### [Source document]

-------

With the release of the Resident Evil 2 remake, I’m inclined to believe the popular survival horror series is about to enter another golden age. But we can’t forget about 2017’s Resident Evil 7 either, which in itself was an enjoyable and fantastic schlocky B-movie style horror game to romp through.
We know that both the Resident Evil 2 remake and Resident Evil 7 are great survival horror games, but there can only be one winner. In this article, we’re going to compare both games in three different categories: story, gameplay, and horror factor. At the end, we’ll crown our winner. Let’s get started.
Resident Evil 2 Remake vs. Resident Evil 7
Round 1: Story and Writing
This is an interesting category, simply because the story elements of the Resident Evil series have never been particularly strong.
After all, this is the same series where we had Code: Veronica build up the idea that Umbrella was up to all kinds of crazy shit, only to find out in the very next game (Resident Evil 4) that Umbrella had somehow dissolved during the time span between those games. Okay.
However, both RE2 and RE7 actually have pretty great contained stories. Starting with Resident Evil 7, a big part of what made this game such a hit in 2017 was the fact that we were introduced to Ethan Winters as a new protagonist.
This was a guy who was completely new to all of the series’ virus shenanigans, and more importantly, he had little combat experience, which made the game that much more tense.

-------

### [Exercise requirements]
In the article comparing the two Resident Evil games, what three categories are used for the comparison? The records have nothing to do with the article.

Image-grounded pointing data
-------

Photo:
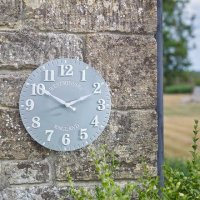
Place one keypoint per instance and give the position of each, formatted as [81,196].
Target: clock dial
[65,104]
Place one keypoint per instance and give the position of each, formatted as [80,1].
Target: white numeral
[101,105]
[49,75]
[65,139]
[35,122]
[95,121]
[66,70]
[38,89]
[83,134]
[97,87]
[29,104]
[83,75]
[49,133]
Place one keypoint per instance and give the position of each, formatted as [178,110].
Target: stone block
[128,63]
[27,49]
[10,12]
[34,193]
[131,135]
[91,15]
[21,172]
[10,88]
[15,143]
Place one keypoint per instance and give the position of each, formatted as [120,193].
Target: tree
[177,31]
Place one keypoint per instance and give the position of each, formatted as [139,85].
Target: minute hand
[77,100]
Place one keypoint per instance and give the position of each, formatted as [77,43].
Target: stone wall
[117,37]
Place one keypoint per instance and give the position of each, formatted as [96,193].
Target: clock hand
[59,100]
[77,100]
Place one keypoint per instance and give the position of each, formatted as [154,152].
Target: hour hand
[58,100]
[77,100]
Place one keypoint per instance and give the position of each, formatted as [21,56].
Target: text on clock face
[76,99]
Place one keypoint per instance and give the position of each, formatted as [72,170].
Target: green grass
[178,124]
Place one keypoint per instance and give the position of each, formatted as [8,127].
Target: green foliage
[177,164]
[176,35]
[178,89]
[105,163]
[180,183]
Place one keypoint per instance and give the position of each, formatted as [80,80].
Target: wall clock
[65,104]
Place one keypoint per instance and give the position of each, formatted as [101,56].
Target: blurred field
[178,124]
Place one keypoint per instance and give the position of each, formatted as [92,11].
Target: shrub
[178,89]
[180,183]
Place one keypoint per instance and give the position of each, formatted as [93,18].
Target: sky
[194,8]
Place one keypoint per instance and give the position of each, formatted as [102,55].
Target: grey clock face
[65,104]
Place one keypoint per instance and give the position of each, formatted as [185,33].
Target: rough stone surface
[117,38]
[91,15]
[10,11]
[30,49]
[33,193]
[15,143]
[10,88]
[26,172]
[128,63]
[131,135]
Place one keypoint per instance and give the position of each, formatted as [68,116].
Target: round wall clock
[65,104]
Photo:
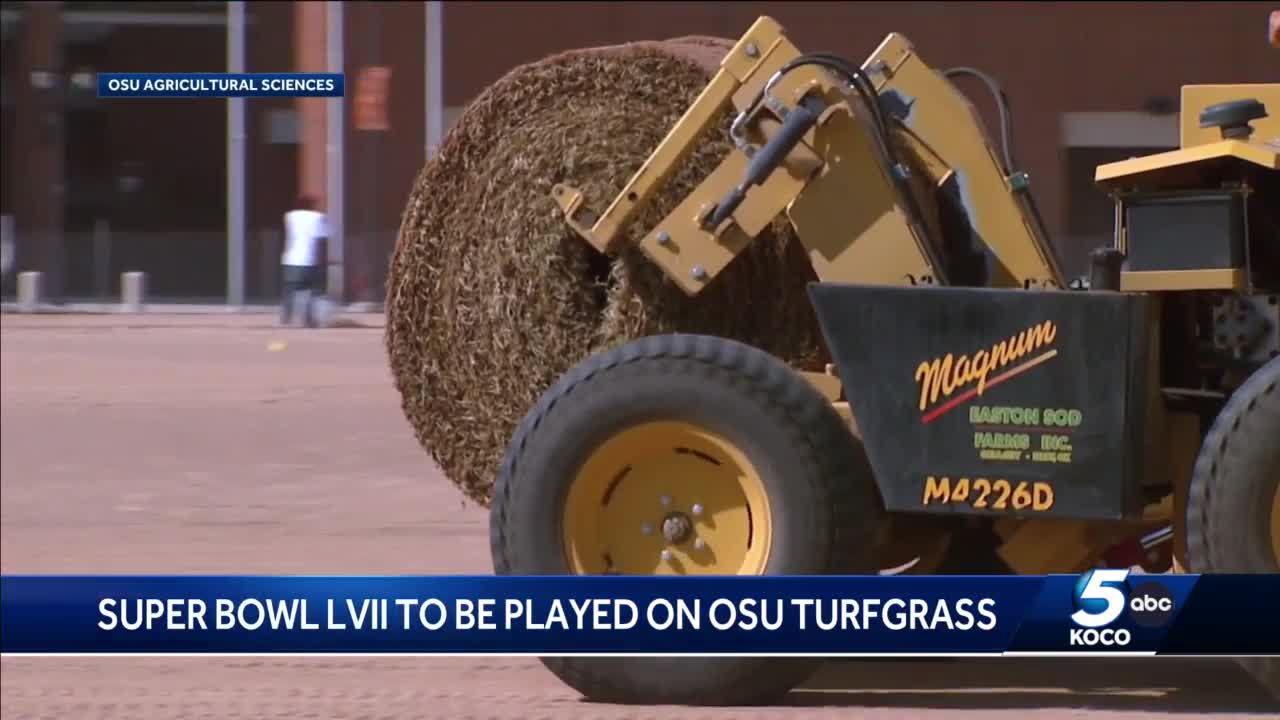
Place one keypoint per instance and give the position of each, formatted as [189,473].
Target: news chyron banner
[1100,613]
[220,85]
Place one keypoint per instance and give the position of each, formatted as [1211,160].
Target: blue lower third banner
[1102,611]
[220,85]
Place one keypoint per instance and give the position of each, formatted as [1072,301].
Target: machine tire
[1235,493]
[823,509]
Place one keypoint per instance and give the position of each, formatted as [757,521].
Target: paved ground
[181,445]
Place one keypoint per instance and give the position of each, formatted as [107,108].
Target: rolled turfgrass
[490,295]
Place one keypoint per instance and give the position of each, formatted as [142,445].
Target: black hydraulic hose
[798,122]
[1006,119]
[856,78]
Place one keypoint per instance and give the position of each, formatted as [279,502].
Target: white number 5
[1101,586]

-------

### [Exercise response]
Story, gameplay, and horror factor.